### EXERCISE MATERIALS ###

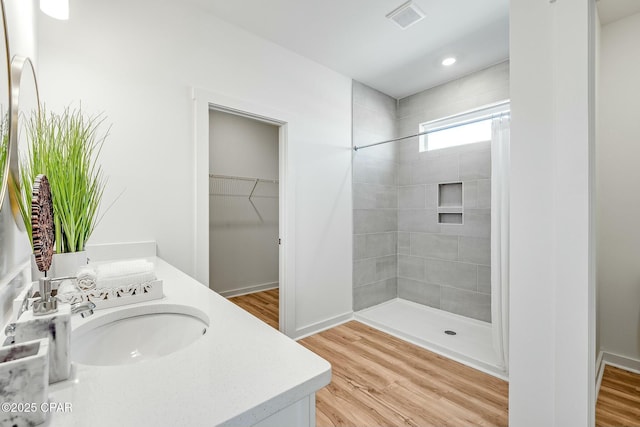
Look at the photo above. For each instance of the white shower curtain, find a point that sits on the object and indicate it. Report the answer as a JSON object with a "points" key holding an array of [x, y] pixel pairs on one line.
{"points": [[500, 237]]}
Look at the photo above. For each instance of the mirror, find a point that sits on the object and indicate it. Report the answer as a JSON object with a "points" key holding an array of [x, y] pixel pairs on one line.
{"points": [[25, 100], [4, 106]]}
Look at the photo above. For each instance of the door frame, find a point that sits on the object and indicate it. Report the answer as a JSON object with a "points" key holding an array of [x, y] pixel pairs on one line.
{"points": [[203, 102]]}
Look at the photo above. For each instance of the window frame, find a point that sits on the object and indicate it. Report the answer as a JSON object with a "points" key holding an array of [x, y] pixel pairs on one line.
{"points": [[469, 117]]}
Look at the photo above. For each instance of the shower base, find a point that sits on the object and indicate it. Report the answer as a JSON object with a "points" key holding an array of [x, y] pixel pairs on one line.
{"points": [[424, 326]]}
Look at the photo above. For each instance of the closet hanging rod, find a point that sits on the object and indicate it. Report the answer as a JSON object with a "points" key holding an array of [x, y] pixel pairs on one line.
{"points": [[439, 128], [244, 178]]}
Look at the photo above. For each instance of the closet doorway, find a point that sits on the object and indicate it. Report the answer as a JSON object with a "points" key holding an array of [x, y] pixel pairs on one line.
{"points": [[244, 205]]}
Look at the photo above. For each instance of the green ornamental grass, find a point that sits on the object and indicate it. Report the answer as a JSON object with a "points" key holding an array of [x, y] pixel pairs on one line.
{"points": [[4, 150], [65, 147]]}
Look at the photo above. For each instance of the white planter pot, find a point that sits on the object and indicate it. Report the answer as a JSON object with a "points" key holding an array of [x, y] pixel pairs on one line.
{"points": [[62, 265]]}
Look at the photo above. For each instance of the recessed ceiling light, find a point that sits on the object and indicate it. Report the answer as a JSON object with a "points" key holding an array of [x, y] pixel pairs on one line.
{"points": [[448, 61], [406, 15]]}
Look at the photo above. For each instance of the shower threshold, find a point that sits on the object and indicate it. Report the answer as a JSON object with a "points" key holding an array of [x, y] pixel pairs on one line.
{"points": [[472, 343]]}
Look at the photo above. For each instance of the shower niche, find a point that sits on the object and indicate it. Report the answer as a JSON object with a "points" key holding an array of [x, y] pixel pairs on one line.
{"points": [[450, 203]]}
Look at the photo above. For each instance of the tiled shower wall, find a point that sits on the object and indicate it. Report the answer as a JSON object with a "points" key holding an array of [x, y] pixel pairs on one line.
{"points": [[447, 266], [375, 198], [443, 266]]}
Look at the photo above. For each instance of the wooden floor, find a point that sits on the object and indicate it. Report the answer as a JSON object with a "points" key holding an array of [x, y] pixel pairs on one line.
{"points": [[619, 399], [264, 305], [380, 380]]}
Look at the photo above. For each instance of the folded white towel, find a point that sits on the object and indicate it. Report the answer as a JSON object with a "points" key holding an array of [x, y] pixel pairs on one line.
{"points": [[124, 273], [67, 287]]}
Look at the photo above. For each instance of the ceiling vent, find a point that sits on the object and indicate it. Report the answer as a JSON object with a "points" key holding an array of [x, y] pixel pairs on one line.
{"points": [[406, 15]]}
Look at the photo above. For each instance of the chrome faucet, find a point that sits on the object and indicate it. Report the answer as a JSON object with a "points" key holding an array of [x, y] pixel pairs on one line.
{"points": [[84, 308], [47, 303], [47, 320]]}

###

■ TASK INSTRUCTIONS: Without including any picture, set down every line above exactly as it stands.

■ ANSWER SECTION:
Look at the photo above. For each instance of the white shower curtain, find a point that sits on the object and indicate it. Report the answer as a JSON object with a "points" key holding an array of [x, y] pixel pairs on one line.
{"points": [[500, 237]]}
Look at the photo above. For each instance of the mirror, find a point that sits on the object and indicate it. Report the answer as a JSON object with a "points" key holding an array of [x, y] pixel pairs on one line.
{"points": [[25, 100], [4, 106]]}
Look at the photo above. For each instance of the door frame, find a point that sits on the object and indicate it. Report the answer as a JSON object with a "points" key holding an array of [x, y] pixel pairs on one line.
{"points": [[203, 102]]}
Look at the photo above. For each instance of the window frame, find a point that sits on the object and indicate it. Report the answer as a JSON object with a "points" key holding an array of [x, y] pixel pairs on one line.
{"points": [[469, 117]]}
Look at the photo above. For each instance of the shower base, find a point that sits on the object and indicate it. Report the answer as a JSON object with a "points" key holding an array of [x, y] pixel pairs on one line.
{"points": [[424, 326]]}
Look at the photo above. For each instance of the closet hanging rod, find a point that sits on the object and indicate it. Report the answer as a JSON object with a "points" key holding an array of [x, y] pixel pairs on one line.
{"points": [[439, 128], [244, 178]]}
Look at the photo above. For each instance of the closet doorway, find a point that sits on the object and indicate it. Report the answer as a JSON object with a "points" key holding an array of [x, y] pixel pairs on one line.
{"points": [[244, 205]]}
Look at the photo above. For each instance of the green ornamental grass, find a point that sits on the object and indicate it. Report the answer as a JSON object with a "points" key holding an array of [x, y] pixel pairs on one line.
{"points": [[4, 150], [65, 147]]}
Look at the photo above. For each instance of the white planter pot, find a point that sits on the object and indicate it. Report the answer as a JSON object with a "points" key holding an array of [x, y] pixel pairs on one line.
{"points": [[62, 265]]}
Look at the photo above. For each instance of the recessed ceiling light, find a point that sits on the object and indicate it. Report the answer as a JSON object with a "points" key holding an array of [x, y] pixel pairs on one line.
{"points": [[448, 61], [406, 15]]}
Look at the photo above. For each instance of the shower threshold, find a point that sits on the object and indicate it. Report the answer as a JSON object with a "points" key holding an array of [x, y] pixel pairs on one line.
{"points": [[472, 343]]}
Look at the photo above. For each instance of the shower niche, find a point that sits on the object and indicate it. Report the answer as a JSON object with a "points" key holding an array of [x, y] pixel pairs on one line.
{"points": [[450, 203]]}
Look at the photo above. For each instance of the tiled shower wall, find a point that sits on the object and indicate it. Report the answer as a JSON object with a "points" key holding an array of [x, y] pixel pairs on one line.
{"points": [[447, 266], [375, 198], [443, 266]]}
Look at the photo above. For each instance of the wooden floor, find a point that sits on the object and indicate it. Report the answer as a JSON object with a "points" key holding an array of [x, y] pixel pairs on one line.
{"points": [[619, 399], [264, 305], [380, 380]]}
Look at the photo above. For each instance of the folded white towel, find a point that sits on the object and indicate it. Report the answer as a JSON object with a "points" key holding an array of [x, y] pixel pairs on one line.
{"points": [[124, 273], [67, 287]]}
Look at the photo above. For each instance of the ceiling vent, find a point that sits on the object and indicate it. Report the answer as a JSON object with a "points" key holding an array of [x, y] pixel pairs on one line.
{"points": [[406, 15]]}
Look at the photo above. For each instance of the chrome faucet, find a point that sits on the object and indicate it. Report the answer as a JSON object with a "points" key holding an array of [x, y] pixel pairs on one line.
{"points": [[84, 308], [47, 303], [47, 320]]}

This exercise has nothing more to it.